Data for review START
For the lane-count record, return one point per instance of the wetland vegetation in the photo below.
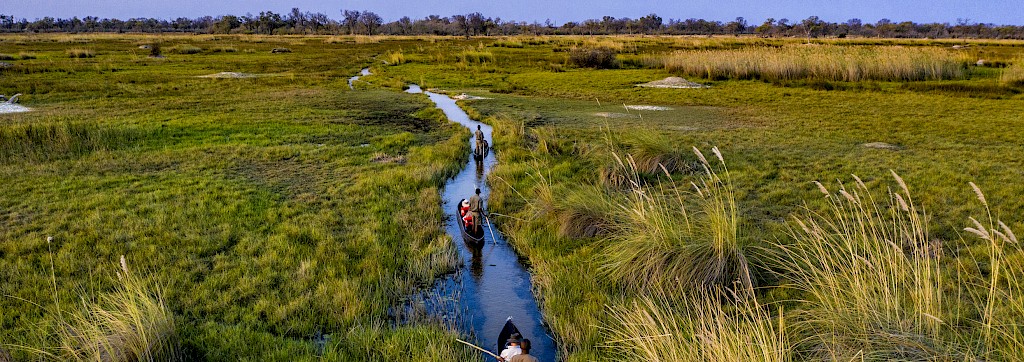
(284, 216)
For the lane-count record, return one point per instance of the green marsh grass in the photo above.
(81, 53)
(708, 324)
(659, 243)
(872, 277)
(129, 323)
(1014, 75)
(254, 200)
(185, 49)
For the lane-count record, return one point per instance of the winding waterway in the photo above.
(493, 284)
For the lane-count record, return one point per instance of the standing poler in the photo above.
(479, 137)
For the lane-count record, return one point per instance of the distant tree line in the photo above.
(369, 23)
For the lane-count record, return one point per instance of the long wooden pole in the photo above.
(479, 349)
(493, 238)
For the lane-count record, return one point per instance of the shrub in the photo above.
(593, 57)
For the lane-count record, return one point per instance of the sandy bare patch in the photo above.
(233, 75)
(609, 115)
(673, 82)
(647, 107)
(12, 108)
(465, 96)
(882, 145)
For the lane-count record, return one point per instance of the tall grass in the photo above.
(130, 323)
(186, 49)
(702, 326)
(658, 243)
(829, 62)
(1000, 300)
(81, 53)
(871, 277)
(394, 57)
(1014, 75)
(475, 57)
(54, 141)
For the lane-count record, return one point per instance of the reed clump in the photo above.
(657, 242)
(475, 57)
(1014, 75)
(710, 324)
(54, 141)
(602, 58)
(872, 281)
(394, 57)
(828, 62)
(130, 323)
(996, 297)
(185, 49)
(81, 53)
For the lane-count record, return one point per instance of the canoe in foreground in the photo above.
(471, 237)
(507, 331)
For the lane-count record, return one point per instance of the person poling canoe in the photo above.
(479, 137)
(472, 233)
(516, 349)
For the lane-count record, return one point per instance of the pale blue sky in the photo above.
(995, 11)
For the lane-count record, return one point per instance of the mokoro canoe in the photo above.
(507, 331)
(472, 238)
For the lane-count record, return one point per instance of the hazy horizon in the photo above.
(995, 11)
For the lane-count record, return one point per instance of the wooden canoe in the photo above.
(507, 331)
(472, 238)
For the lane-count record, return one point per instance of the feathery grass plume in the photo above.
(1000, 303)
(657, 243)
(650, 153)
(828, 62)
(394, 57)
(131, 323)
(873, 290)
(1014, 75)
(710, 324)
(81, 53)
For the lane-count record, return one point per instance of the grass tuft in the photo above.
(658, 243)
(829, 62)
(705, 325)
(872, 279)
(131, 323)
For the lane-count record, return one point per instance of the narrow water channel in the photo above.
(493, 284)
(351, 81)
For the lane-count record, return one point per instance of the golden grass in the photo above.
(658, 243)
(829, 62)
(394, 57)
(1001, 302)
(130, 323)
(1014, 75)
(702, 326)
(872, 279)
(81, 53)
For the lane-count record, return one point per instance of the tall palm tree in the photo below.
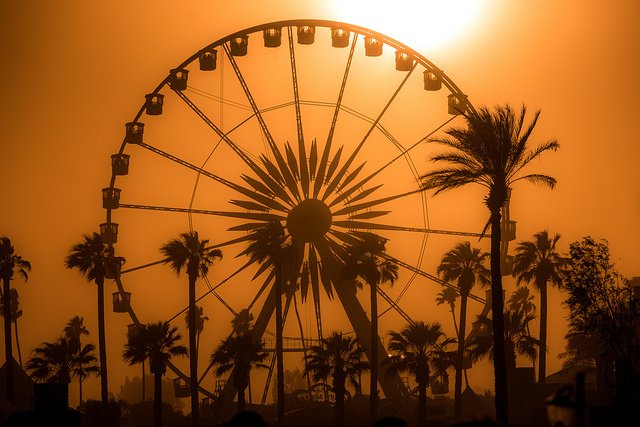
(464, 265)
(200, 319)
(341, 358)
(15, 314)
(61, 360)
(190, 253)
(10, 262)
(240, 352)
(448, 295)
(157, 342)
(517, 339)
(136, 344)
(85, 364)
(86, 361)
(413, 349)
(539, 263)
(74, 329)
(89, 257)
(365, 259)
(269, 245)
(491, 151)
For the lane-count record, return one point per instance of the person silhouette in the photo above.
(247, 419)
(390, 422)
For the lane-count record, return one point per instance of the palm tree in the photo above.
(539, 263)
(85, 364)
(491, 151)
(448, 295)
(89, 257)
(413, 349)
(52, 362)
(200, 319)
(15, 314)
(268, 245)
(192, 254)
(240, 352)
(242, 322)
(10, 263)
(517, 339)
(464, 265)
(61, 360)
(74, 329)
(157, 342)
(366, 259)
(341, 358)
Data for review END
_Activity_
Nothing but the lines from the line with "tree in the photo below." through the last line of the listing should be copied, exactly and with both ends kept. Leave pictures out.

_Exercise result_
For the lane-count record, return one point per instance of the tall palm tree in the photo below.
(464, 265)
(200, 319)
(341, 358)
(15, 314)
(61, 360)
(190, 253)
(10, 262)
(240, 352)
(448, 295)
(157, 342)
(517, 339)
(136, 344)
(85, 364)
(86, 361)
(413, 349)
(539, 263)
(74, 329)
(89, 257)
(365, 259)
(269, 245)
(491, 151)
For the lane-count record, return one point per instance of the person silhouette in the photo above.
(247, 419)
(390, 422)
For the lane-count record, return one point per instance of the palm tree in the photo above.
(539, 263)
(85, 364)
(491, 151)
(448, 295)
(89, 257)
(413, 349)
(52, 362)
(200, 319)
(15, 314)
(268, 245)
(192, 254)
(240, 352)
(242, 322)
(10, 263)
(517, 339)
(464, 265)
(61, 360)
(74, 329)
(157, 342)
(366, 259)
(341, 358)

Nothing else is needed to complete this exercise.